(Items from a collection)
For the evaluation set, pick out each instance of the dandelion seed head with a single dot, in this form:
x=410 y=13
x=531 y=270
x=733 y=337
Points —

> [What is asked] Copy out every one of the items above word for word, keeping each line as it stands.

> [Exercise response]
For the evaluation set, pick out each instance of the dandelion seed head with a single dot, in this form:
x=410 y=13
x=531 y=270
x=733 y=337
Points —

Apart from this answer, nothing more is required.